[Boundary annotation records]
>> Start
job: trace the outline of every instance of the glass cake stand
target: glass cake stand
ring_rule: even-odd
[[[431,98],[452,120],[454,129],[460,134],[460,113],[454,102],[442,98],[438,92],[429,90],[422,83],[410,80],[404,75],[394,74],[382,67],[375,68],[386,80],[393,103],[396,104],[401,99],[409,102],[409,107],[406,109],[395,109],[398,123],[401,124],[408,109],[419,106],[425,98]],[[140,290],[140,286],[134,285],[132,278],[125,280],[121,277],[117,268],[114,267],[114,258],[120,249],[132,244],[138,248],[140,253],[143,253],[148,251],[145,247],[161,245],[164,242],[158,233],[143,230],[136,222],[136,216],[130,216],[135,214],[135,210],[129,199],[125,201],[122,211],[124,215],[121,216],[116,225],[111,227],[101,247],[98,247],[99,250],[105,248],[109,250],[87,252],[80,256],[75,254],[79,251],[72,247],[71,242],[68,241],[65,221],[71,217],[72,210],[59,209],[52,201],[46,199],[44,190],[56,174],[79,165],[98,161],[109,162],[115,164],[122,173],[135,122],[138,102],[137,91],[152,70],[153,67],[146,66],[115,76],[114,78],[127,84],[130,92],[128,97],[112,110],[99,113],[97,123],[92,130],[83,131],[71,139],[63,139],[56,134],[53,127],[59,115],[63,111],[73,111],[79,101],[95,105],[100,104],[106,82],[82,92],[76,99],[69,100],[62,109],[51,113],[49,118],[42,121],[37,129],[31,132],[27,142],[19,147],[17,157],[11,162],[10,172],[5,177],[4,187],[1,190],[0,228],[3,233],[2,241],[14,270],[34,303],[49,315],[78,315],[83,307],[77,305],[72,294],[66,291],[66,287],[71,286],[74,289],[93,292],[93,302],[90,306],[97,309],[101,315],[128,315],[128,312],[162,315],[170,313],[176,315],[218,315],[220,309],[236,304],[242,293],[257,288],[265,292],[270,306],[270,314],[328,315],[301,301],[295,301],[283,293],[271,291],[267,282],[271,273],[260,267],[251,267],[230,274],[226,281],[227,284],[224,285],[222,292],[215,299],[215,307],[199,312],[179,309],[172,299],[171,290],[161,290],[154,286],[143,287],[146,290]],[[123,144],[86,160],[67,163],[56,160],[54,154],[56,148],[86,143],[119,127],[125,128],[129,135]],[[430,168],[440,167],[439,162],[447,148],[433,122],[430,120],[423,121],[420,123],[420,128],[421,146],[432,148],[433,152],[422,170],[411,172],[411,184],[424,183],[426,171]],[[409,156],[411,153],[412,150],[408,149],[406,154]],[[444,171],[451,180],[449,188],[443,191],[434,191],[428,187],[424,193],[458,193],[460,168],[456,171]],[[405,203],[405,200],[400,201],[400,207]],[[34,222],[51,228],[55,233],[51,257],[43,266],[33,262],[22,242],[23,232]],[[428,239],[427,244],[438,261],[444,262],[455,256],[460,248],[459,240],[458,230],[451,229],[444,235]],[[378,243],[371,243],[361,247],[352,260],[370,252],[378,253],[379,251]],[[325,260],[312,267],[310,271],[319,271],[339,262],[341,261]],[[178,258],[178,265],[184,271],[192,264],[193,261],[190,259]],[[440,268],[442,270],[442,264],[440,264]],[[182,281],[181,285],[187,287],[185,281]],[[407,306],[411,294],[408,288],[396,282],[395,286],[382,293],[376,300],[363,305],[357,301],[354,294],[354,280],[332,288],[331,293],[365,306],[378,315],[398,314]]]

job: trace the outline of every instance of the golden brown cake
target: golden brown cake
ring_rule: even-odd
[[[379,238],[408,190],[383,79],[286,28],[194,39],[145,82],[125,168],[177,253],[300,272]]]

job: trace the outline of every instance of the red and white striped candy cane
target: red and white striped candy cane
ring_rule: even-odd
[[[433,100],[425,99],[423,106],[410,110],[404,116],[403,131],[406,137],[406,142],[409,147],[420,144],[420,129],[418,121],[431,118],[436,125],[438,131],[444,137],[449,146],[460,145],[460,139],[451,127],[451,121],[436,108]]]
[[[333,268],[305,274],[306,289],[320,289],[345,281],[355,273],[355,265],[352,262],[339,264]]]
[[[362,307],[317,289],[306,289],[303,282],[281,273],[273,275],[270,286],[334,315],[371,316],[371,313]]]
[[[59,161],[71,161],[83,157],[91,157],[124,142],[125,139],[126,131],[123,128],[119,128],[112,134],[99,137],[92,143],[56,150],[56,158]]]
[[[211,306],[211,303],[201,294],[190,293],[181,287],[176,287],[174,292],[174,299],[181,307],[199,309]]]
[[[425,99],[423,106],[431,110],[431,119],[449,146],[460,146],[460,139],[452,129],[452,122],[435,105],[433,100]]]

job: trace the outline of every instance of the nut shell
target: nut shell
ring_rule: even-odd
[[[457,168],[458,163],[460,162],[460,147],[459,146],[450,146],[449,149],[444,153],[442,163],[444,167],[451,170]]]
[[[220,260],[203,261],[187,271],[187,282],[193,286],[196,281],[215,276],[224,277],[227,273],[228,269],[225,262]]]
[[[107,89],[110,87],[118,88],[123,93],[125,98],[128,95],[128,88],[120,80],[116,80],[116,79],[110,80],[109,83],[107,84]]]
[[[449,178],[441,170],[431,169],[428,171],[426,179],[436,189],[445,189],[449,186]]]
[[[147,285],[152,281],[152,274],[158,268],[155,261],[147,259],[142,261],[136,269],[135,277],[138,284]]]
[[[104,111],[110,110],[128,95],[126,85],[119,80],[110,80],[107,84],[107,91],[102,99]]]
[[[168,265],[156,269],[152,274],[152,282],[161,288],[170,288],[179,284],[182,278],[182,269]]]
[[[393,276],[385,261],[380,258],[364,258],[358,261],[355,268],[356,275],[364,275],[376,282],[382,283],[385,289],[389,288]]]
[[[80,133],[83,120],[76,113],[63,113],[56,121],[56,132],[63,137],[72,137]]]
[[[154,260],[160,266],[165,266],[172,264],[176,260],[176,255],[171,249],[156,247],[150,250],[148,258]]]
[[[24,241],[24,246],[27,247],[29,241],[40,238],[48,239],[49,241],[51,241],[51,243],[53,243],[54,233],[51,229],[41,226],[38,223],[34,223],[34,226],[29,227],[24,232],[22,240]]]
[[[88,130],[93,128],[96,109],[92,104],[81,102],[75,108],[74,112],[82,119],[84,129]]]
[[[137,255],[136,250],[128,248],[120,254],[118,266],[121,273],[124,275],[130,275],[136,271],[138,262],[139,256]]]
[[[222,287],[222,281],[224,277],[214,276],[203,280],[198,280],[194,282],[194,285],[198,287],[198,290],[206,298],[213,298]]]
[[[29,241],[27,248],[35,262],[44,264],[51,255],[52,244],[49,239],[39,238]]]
>> End
#### Work required:
Extract the full set of entries word for word.

#### Result of the task:
job: trace the outline of every instance of the glass cake stand
target: glass cake stand
ring_rule: even-odd
[[[431,98],[452,120],[454,129],[460,134],[460,113],[454,102],[442,98],[438,92],[429,90],[422,83],[410,80],[404,75],[394,74],[382,67],[375,68],[386,80],[393,103],[396,104],[401,99],[409,102],[409,107],[406,109],[395,109],[398,123],[401,124],[408,109],[419,106],[425,98]],[[140,290],[140,286],[134,285],[132,278],[125,280],[121,277],[117,268],[114,267],[114,258],[120,249],[132,244],[138,248],[140,253],[143,253],[148,251],[145,247],[161,245],[164,242],[158,233],[143,230],[136,222],[136,216],[130,216],[135,214],[135,210],[129,199],[125,201],[122,211],[124,215],[121,216],[116,225],[111,227],[101,247],[98,247],[99,250],[105,248],[109,250],[87,252],[80,256],[75,254],[79,251],[72,247],[71,242],[68,241],[65,221],[71,217],[72,210],[59,209],[52,201],[46,199],[44,190],[56,174],[79,165],[98,161],[109,162],[115,164],[122,173],[135,122],[138,102],[137,91],[152,70],[153,67],[146,66],[115,76],[114,78],[127,84],[130,92],[128,97],[112,110],[99,113],[97,123],[92,130],[83,131],[71,139],[63,139],[56,134],[53,127],[59,115],[63,111],[73,111],[79,101],[95,105],[100,104],[106,82],[82,92],[76,99],[69,100],[62,109],[51,113],[49,118],[42,121],[37,129],[31,132],[27,142],[19,147],[17,157],[11,162],[10,172],[5,177],[4,187],[1,190],[0,228],[3,233],[2,241],[14,270],[34,303],[49,315],[78,315],[83,307],[77,305],[72,294],[66,291],[66,287],[71,286],[74,289],[93,292],[93,302],[90,306],[97,309],[101,315],[128,315],[128,312],[162,315],[170,313],[176,315],[218,315],[220,309],[236,304],[242,293],[257,288],[265,292],[270,306],[270,314],[328,315],[301,301],[295,301],[283,293],[271,291],[267,282],[271,273],[260,267],[251,267],[230,274],[226,281],[227,284],[224,285],[222,292],[215,299],[215,307],[199,312],[179,309],[172,299],[171,290],[161,290],[154,286],[143,287],[146,290]],[[123,144],[86,160],[67,163],[56,160],[54,154],[56,148],[86,143],[119,127],[125,128],[129,135]],[[430,168],[440,167],[439,162],[447,148],[433,122],[430,120],[423,121],[420,123],[420,128],[421,146],[432,148],[433,152],[422,170],[411,172],[411,184],[424,183],[426,171]],[[409,156],[411,153],[412,150],[408,149],[406,154]],[[444,171],[451,180],[449,188],[443,191],[434,191],[428,187],[424,193],[458,193],[460,168],[456,171]],[[405,203],[405,200],[400,201],[400,207]],[[34,222],[51,228],[55,233],[51,257],[43,266],[33,262],[22,242],[23,232]],[[428,239],[427,244],[438,261],[444,262],[455,256],[460,248],[459,240],[458,230],[451,229],[444,235]],[[378,243],[371,243],[361,247],[352,260],[370,252],[378,253],[379,251]],[[325,260],[312,267],[310,271],[319,271],[339,262],[341,261]],[[178,258],[178,265],[184,271],[192,264],[193,261],[190,259]],[[440,268],[442,270],[442,264],[440,264]],[[182,281],[181,285],[187,287],[185,281]],[[407,306],[411,294],[408,288],[396,282],[395,286],[382,293],[376,300],[363,305],[357,301],[354,294],[354,280],[332,288],[331,293],[365,306],[378,315],[398,314]]]

job: trace the outline of every instance of the golden brown cake
target: golden brown cake
ring_rule: even-odd
[[[379,238],[408,190],[383,79],[286,28],[194,39],[145,82],[125,168],[177,253],[300,272]]]

job: trace the outline of every instance of the red and white striped candy cane
target: red and white striped candy cane
ring_rule: even-odd
[[[433,100],[425,99],[423,106],[410,110],[404,116],[403,131],[406,137],[406,142],[409,147],[420,144],[420,129],[418,121],[431,118],[436,125],[438,131],[444,137],[449,146],[460,145],[460,139],[451,127],[451,121],[436,108]]]
[[[333,268],[305,274],[306,289],[320,289],[345,281],[355,273],[355,265],[352,262],[339,264]]]
[[[362,307],[317,289],[306,289],[303,282],[281,273],[273,275],[270,286],[334,315],[371,316],[371,313]]]
[[[59,161],[71,161],[83,157],[91,157],[124,142],[125,139],[126,131],[123,128],[119,128],[112,134],[99,137],[92,143],[56,150],[56,158]]]
[[[211,306],[211,303],[201,294],[190,293],[181,287],[176,287],[174,292],[174,299],[181,307],[199,309]]]
[[[425,99],[423,106],[431,110],[431,119],[449,146],[460,146],[460,139],[452,129],[452,122],[435,105],[433,100]]]

job: trace the outline of every instance of the nut shell
target: nut shell
ring_rule: even-odd
[[[457,168],[458,163],[460,162],[460,147],[459,146],[450,146],[449,149],[444,153],[442,163],[444,167],[451,170]]]
[[[220,260],[203,261],[187,271],[187,282],[193,286],[196,281],[215,276],[224,277],[227,273],[228,269],[225,262]]]
[[[107,89],[110,87],[118,88],[123,93],[125,98],[128,95],[128,88],[120,80],[116,80],[116,79],[110,80],[109,83],[107,84]]]
[[[449,178],[441,170],[431,169],[428,171],[426,179],[436,189],[445,189],[449,186]]]
[[[147,285],[152,281],[152,274],[158,268],[155,261],[147,259],[142,261],[136,269],[135,277],[138,284]]]
[[[104,111],[110,110],[128,95],[126,85],[119,80],[110,80],[107,84],[107,91],[102,99]]]
[[[168,265],[156,269],[152,274],[152,282],[161,288],[170,288],[179,284],[182,278],[182,269]]]
[[[393,276],[385,261],[380,258],[364,258],[358,261],[355,268],[356,275],[364,275],[376,282],[382,283],[385,289],[389,288]]]
[[[80,133],[83,120],[76,113],[63,113],[56,121],[56,132],[63,137],[72,137]]]
[[[154,260],[160,266],[165,266],[172,264],[176,260],[176,255],[171,249],[156,247],[150,250],[148,258]]]
[[[24,241],[24,246],[27,247],[29,241],[40,238],[48,239],[49,241],[51,241],[51,243],[53,243],[54,233],[51,229],[41,226],[38,223],[34,223],[34,226],[29,227],[24,232],[22,240]]]
[[[88,130],[93,128],[96,109],[92,104],[81,102],[75,108],[74,112],[82,119],[84,129]]]
[[[137,255],[136,250],[128,248],[120,254],[118,266],[121,273],[124,275],[130,275],[136,271],[138,262],[139,256]]]
[[[222,287],[222,281],[224,277],[214,276],[203,280],[198,280],[194,282],[194,285],[198,287],[198,290],[206,298],[213,298]]]
[[[29,241],[27,248],[35,262],[44,264],[51,255],[52,244],[49,239],[39,238]]]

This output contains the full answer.